Segmento do documento –
Os portugueses foram ofendidos por uma série de comportamentos repentinos e inesperados.

Com o possível sangue frio, talvez valha a pena não esquecer o início da ofensa para, depois, entender a ofensa final.

Os portugueses são ofendidos há dois anos, e não há dias. Dois anos de um Governo apostado em trair todas as suas promessas eleitorais, que justificavam o derrube do Governo anterior, com as causas conhecidas: desemprego histórico; pobreza; velhice desprotegida; violação repetida da Constituição; emigração dos jovens mais qualificados, para os quais o país deixou de ter lugar; falhanço em todas as metas traçadas ao nível financeiro e consequente aumento de uma austeridade recessiva e idiota; desesperança; e fome.

Dois anos a ouvir Vítor Gaspar, apoiado pelo PM, a dizer que havia que continuar o mesmo caminho cegamente centrado no défice, caminho apolítico, que desbaratou as melhores condições com que um Governo pode começar um mandato: uma maioria absoluta; um Presidente da República (PR) alinhado; cooperação total dos atores da concertação social.

O Governo foi absolutamente insensível ao seu próprio desvario, agarrou-se a Gaspar e deitou fora tudo o que referi, restando um PR materialmente demitido das suas funções.

Ao fim de dois anos, após a saída de Relvas, explicada em direto pelo próprio como que em “legítima defesa” e deixando o aviso ao PM de que era a si, Relvas, que o Chefe de Governo devia o seu lugar, o desnorte assumiu proporções que nos recordam o processo revolucionário em curso.

A bomba é a carta pública de Gaspar – uma deslealdade institucional -, a qual explica a demissão revogando o dito ao longo de dois anos e atacando o PM.

Entradas extraídas –

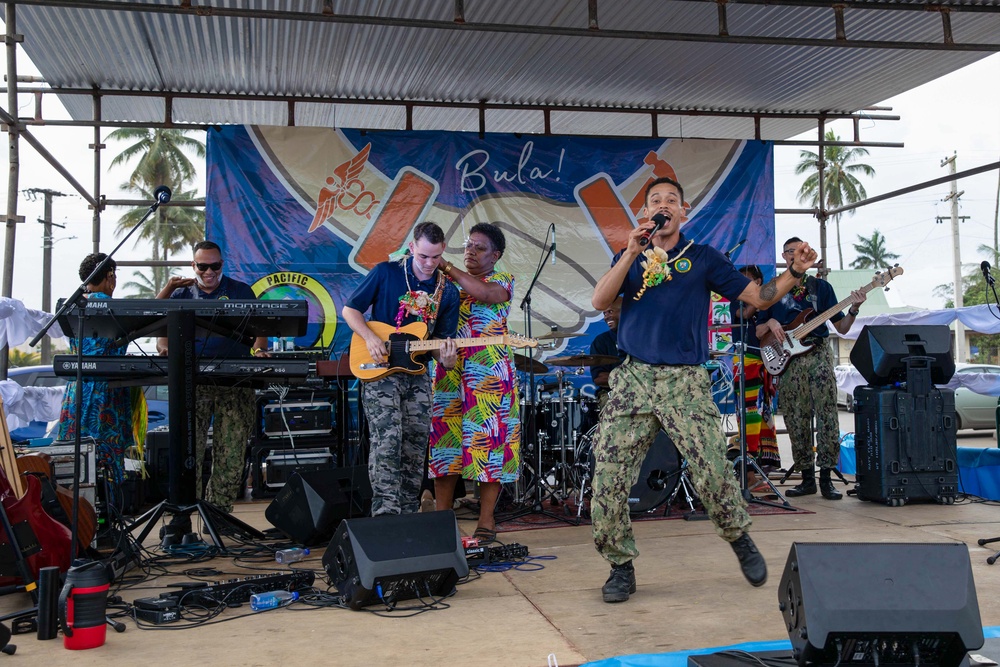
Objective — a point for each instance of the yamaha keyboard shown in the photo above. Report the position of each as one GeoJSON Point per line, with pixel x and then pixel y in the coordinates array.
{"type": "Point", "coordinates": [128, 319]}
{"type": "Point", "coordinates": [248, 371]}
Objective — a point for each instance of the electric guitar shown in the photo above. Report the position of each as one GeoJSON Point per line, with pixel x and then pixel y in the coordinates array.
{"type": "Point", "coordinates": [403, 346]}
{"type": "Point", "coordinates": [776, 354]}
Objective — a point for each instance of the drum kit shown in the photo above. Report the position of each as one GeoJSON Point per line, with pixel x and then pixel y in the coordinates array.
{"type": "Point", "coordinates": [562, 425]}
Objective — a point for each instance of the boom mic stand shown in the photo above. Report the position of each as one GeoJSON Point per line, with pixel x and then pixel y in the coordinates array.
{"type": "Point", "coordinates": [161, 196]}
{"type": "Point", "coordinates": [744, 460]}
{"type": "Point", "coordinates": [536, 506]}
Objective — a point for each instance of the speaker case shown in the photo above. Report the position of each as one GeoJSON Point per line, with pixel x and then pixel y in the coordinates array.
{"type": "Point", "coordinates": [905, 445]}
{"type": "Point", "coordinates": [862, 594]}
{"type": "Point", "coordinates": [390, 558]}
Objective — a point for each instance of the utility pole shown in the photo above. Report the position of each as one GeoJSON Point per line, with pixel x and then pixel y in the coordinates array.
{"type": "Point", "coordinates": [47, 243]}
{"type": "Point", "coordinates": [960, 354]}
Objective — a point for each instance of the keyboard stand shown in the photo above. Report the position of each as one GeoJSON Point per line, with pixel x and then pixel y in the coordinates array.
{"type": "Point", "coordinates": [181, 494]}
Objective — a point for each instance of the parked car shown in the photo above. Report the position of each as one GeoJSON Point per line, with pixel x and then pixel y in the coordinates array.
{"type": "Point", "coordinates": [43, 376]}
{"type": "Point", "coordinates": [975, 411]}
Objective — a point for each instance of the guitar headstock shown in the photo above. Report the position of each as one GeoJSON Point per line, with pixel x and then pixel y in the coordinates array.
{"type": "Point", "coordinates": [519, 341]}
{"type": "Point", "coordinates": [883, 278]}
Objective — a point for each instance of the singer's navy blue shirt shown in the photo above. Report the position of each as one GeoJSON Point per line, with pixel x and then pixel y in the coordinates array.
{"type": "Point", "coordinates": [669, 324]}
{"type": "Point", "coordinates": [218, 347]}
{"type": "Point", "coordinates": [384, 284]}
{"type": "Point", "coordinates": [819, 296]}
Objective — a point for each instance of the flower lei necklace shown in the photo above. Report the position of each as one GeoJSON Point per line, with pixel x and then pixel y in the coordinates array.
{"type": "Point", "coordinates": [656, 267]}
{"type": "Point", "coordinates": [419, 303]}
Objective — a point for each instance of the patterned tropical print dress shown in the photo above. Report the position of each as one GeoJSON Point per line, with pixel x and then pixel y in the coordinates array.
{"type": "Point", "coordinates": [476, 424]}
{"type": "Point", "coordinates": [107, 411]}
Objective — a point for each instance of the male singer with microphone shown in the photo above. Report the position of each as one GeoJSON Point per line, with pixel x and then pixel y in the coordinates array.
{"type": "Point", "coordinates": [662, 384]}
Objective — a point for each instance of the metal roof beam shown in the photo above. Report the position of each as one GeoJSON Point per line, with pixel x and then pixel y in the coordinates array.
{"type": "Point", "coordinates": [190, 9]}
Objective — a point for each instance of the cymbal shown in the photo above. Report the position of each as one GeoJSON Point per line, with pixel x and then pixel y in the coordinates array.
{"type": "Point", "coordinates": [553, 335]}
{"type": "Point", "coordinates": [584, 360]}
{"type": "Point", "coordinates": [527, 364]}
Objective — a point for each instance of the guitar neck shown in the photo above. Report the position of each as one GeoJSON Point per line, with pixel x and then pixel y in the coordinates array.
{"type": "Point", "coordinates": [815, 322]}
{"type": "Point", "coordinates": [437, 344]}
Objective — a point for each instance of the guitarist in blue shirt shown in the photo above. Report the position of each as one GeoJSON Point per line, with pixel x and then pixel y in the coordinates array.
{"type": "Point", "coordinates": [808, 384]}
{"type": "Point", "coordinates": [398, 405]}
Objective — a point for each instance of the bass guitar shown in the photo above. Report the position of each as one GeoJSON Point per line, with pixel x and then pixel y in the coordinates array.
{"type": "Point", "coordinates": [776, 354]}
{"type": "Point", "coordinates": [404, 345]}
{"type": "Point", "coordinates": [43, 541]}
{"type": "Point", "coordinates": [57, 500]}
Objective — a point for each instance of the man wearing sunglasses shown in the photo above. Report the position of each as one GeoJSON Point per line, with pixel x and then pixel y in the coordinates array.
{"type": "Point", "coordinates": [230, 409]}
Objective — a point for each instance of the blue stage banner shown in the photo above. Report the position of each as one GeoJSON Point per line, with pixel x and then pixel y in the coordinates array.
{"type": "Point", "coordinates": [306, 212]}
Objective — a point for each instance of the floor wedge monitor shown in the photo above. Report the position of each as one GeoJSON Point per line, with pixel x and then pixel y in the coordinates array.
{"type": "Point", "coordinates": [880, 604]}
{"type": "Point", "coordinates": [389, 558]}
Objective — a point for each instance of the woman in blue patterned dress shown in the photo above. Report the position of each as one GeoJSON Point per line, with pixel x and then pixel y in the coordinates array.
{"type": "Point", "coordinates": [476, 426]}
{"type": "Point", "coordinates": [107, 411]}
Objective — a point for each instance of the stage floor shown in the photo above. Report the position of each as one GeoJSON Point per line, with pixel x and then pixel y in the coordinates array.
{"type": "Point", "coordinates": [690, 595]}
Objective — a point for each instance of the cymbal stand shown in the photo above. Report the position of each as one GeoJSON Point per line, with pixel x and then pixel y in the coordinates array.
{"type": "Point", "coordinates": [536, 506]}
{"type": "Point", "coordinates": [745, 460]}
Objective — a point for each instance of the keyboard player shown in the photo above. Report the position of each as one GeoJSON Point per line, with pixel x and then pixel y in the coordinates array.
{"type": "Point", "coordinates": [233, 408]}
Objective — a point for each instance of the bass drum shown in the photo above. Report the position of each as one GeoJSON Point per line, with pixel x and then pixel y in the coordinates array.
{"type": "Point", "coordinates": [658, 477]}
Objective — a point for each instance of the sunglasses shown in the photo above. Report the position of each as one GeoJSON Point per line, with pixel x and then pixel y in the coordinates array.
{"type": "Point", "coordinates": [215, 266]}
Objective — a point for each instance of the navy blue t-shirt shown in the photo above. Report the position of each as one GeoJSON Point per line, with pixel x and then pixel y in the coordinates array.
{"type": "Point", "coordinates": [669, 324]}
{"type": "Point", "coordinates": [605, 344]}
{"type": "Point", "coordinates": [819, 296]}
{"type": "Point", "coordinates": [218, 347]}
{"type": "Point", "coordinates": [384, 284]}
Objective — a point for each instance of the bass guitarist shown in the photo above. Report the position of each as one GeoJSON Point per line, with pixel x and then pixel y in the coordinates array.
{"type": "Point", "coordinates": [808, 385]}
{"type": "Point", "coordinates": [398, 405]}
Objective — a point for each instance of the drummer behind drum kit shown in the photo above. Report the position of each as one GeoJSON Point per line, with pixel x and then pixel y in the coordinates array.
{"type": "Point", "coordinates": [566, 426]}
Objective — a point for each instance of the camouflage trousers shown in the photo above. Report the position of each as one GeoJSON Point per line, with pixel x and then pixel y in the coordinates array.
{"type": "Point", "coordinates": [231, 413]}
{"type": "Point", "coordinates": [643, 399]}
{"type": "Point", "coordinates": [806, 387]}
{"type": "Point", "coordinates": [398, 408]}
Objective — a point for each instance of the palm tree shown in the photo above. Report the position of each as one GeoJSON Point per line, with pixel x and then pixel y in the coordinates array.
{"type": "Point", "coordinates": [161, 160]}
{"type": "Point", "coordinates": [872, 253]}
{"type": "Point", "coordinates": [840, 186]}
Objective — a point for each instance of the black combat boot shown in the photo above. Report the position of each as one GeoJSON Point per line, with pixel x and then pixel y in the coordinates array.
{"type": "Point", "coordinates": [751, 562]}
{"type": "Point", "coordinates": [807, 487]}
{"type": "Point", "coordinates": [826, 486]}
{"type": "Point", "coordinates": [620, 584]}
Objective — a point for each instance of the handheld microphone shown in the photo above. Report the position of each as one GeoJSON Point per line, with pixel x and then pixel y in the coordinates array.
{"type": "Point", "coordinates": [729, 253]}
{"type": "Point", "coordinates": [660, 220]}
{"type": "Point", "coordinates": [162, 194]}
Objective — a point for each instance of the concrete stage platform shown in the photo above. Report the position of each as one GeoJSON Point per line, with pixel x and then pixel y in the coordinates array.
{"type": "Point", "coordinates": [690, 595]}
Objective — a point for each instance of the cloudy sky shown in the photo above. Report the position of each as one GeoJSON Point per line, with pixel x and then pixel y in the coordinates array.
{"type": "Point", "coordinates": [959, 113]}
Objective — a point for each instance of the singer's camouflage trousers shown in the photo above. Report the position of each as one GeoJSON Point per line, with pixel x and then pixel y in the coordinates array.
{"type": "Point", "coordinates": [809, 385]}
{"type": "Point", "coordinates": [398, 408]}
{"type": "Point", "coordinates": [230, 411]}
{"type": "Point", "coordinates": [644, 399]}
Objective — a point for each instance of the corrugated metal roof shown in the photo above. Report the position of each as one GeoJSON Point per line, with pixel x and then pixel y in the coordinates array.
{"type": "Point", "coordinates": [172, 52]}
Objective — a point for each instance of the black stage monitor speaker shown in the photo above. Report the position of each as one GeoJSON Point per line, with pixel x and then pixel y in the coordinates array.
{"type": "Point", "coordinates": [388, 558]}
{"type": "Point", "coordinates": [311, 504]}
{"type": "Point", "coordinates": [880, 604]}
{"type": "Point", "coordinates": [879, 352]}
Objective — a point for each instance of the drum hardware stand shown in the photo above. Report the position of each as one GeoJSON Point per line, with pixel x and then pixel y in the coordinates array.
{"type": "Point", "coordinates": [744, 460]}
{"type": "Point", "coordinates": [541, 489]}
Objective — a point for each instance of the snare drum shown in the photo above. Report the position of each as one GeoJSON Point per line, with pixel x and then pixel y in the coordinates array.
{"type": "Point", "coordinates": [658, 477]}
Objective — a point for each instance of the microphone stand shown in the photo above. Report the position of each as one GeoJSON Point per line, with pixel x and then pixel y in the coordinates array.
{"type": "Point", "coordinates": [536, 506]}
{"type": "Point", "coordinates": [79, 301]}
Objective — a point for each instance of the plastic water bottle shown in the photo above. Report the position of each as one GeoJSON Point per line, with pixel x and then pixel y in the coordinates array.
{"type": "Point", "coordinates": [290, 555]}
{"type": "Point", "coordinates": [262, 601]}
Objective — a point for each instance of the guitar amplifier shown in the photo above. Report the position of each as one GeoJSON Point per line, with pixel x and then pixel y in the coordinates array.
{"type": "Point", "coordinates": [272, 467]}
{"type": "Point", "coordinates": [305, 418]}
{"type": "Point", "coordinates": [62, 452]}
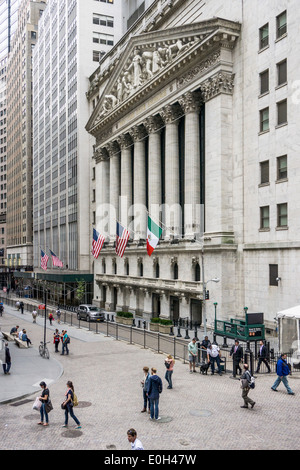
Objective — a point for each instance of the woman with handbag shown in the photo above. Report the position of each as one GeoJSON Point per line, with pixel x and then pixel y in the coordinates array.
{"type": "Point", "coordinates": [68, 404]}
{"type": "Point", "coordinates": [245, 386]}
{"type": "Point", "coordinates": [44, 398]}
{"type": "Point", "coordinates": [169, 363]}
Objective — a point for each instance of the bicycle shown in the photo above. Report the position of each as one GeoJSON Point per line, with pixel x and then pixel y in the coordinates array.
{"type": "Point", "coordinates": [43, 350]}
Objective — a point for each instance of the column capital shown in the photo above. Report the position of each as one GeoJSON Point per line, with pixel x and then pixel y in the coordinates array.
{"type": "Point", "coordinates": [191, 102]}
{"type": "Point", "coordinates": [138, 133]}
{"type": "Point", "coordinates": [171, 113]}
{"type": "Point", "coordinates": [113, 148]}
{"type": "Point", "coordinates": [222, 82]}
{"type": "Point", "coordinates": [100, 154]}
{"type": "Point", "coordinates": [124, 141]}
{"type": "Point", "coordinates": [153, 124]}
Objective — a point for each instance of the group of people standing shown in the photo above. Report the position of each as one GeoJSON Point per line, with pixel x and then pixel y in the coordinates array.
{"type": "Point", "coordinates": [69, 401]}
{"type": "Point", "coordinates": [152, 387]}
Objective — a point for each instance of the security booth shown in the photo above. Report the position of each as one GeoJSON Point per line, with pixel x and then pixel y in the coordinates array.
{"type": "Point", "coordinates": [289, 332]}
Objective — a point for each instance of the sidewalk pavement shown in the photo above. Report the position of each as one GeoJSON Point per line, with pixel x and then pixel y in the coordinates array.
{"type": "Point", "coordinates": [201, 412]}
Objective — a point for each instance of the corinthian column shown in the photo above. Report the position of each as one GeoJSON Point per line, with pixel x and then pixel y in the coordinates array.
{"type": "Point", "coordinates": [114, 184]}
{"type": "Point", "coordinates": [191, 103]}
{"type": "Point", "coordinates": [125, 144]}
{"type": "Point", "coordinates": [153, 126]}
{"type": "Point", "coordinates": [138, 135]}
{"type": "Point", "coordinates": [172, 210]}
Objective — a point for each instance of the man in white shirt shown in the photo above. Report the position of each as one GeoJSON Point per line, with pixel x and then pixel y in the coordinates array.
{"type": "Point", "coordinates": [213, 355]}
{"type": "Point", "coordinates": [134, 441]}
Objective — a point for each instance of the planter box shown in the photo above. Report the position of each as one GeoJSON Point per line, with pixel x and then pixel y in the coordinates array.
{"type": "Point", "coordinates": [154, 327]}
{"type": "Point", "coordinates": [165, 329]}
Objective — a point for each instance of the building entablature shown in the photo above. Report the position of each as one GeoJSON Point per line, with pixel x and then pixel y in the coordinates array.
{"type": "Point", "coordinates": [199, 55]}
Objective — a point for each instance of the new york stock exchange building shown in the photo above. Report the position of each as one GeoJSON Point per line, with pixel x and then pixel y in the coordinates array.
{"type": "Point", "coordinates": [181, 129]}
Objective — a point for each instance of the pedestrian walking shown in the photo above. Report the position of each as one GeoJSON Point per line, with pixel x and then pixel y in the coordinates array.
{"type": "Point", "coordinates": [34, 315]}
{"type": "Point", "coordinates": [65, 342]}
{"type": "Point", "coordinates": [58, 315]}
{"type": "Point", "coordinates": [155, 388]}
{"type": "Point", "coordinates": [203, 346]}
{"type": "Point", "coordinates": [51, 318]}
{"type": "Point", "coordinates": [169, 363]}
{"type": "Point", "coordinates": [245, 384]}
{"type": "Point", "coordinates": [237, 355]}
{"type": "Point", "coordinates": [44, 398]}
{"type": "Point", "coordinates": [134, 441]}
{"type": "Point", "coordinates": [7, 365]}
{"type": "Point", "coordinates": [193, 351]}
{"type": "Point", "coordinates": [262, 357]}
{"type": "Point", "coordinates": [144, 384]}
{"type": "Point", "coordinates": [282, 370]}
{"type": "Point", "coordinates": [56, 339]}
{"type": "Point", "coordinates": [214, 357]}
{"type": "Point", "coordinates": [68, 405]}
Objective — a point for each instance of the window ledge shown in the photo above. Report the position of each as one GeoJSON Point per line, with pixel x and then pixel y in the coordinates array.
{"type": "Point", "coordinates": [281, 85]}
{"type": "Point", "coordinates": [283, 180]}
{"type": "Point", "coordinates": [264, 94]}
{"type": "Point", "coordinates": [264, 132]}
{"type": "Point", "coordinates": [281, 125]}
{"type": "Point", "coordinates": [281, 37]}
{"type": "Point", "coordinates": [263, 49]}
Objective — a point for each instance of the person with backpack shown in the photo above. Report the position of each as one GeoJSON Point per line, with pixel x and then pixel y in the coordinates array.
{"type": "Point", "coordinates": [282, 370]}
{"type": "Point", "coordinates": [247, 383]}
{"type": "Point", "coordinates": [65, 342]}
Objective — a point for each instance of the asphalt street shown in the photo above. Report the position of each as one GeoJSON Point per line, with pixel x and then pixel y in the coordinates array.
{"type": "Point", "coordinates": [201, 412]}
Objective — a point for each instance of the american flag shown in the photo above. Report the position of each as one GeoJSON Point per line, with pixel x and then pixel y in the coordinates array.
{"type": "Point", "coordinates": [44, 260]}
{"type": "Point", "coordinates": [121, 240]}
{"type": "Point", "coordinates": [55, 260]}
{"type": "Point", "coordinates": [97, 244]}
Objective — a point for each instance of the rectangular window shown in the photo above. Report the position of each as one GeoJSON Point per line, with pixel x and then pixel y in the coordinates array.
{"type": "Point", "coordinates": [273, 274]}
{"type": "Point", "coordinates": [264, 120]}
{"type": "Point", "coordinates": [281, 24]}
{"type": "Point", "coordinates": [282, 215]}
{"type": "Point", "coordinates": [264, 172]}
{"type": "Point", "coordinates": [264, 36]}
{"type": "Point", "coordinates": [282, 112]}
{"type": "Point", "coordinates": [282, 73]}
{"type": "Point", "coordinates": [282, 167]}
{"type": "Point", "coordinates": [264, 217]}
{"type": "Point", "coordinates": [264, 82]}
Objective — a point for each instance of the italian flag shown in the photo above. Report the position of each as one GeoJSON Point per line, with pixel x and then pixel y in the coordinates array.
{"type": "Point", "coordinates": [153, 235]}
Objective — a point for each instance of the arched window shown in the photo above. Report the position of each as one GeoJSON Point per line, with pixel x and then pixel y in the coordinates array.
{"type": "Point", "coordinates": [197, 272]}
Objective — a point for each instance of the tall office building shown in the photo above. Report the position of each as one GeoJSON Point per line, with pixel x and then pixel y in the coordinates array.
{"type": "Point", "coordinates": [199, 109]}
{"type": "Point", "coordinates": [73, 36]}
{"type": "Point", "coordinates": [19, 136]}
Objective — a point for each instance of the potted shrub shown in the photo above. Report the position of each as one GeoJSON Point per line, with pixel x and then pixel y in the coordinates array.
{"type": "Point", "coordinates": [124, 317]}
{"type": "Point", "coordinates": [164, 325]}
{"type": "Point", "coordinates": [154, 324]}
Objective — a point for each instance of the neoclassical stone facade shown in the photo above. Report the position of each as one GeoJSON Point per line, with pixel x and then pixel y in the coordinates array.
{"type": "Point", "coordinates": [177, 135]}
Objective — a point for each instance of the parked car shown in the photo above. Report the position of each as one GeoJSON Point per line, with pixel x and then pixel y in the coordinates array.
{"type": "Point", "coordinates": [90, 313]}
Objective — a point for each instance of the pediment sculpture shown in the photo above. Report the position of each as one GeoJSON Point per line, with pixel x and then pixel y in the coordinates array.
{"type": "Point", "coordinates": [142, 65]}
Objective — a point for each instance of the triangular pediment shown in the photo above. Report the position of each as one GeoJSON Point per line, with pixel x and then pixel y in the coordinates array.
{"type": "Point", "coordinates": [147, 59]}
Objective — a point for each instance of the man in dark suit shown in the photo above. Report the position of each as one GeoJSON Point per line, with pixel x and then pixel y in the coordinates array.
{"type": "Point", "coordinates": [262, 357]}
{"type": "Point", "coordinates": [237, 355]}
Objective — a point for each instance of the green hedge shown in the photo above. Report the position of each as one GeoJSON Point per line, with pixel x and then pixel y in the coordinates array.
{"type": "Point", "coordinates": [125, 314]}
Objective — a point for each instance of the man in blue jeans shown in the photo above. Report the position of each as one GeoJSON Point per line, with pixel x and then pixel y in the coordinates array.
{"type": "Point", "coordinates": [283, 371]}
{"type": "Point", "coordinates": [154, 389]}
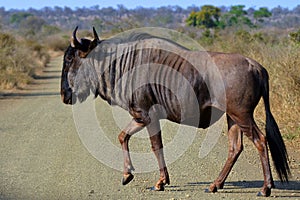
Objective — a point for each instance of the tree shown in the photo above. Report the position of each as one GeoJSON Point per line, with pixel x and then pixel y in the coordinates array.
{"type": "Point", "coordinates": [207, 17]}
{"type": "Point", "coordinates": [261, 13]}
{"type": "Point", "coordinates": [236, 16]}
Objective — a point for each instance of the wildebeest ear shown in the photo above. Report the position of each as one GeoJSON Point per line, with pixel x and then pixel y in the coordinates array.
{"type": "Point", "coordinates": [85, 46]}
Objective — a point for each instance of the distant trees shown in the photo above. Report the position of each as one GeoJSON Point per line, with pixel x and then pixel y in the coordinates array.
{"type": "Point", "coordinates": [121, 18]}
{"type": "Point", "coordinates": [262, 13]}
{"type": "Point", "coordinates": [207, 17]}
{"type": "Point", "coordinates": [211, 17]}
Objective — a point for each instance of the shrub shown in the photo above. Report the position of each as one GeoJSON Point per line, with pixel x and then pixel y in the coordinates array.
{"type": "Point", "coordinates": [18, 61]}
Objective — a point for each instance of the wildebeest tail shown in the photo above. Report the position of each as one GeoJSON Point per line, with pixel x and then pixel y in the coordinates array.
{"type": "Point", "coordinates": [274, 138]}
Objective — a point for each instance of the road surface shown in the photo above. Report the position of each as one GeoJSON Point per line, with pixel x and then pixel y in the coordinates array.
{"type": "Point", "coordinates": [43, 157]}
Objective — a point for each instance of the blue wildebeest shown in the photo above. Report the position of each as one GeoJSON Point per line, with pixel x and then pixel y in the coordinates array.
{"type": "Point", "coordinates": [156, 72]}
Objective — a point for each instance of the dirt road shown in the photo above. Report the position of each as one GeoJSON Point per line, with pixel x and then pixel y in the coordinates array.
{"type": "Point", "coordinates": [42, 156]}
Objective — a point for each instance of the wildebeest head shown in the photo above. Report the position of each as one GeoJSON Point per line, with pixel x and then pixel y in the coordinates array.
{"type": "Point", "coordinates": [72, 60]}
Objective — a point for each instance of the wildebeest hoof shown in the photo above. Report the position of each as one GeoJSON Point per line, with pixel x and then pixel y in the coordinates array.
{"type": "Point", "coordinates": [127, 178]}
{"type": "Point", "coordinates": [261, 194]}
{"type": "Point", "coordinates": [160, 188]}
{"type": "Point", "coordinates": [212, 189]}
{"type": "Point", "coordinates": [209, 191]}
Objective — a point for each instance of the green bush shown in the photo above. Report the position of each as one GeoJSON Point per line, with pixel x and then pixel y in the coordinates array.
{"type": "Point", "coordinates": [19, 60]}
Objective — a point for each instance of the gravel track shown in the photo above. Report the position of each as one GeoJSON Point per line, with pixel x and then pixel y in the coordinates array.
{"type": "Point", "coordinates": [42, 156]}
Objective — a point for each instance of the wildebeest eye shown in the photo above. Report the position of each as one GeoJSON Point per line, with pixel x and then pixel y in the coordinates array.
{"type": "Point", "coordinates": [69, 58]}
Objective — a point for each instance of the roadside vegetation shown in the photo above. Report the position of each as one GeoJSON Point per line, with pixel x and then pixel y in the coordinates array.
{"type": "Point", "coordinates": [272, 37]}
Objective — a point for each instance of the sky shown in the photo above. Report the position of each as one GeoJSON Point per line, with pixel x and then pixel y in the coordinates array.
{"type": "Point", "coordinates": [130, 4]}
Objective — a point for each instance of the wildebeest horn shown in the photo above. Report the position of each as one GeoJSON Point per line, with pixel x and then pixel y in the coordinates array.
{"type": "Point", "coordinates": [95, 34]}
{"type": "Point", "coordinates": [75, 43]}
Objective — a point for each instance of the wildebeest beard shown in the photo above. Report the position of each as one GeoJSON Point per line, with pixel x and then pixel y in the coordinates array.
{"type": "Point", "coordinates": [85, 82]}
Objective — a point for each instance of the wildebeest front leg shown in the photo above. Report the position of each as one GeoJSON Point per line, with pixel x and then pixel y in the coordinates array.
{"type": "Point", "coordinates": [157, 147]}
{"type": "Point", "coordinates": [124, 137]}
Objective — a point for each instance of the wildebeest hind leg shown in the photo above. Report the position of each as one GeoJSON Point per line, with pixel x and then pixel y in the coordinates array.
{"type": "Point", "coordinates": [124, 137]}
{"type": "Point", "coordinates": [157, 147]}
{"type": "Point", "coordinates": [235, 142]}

Tarefas e exercícios –
1. Reescreva em forma de lista o parágrafo do segmento do documento que começa por «Os portugueses são ofendidos há dois anos», mantendo os factos principais.
2. Indique as condições que, segundo o segmento do documento, o Governo tinha ao começar o mandato.

Respostas por tarefa –
1.
- Os portugueses são ofendidos há dois anos, e não há dias.
- Durante esses dois anos, o Governo apostou em trair todas as suas promessas eleitorais, que justificavam o derrube do Governo anterior.
- As causas conhecidas apontadas são:
  - desemprego histórico;
  - pobreza;
  - velhice desprotegida;
  - violação repetida da Constituição;
  - emigração dos jovens mais qualificados, para os quais o país deixou de ter lugar;
  - falhanço em todas as metas financeiras e consequente aumento de uma austeridade recessiva;
  - desesperança;
  - fome.

2. Uma maioria absoluta, um Presidente da República alinhado e a cooperação total dos atores da concertação social.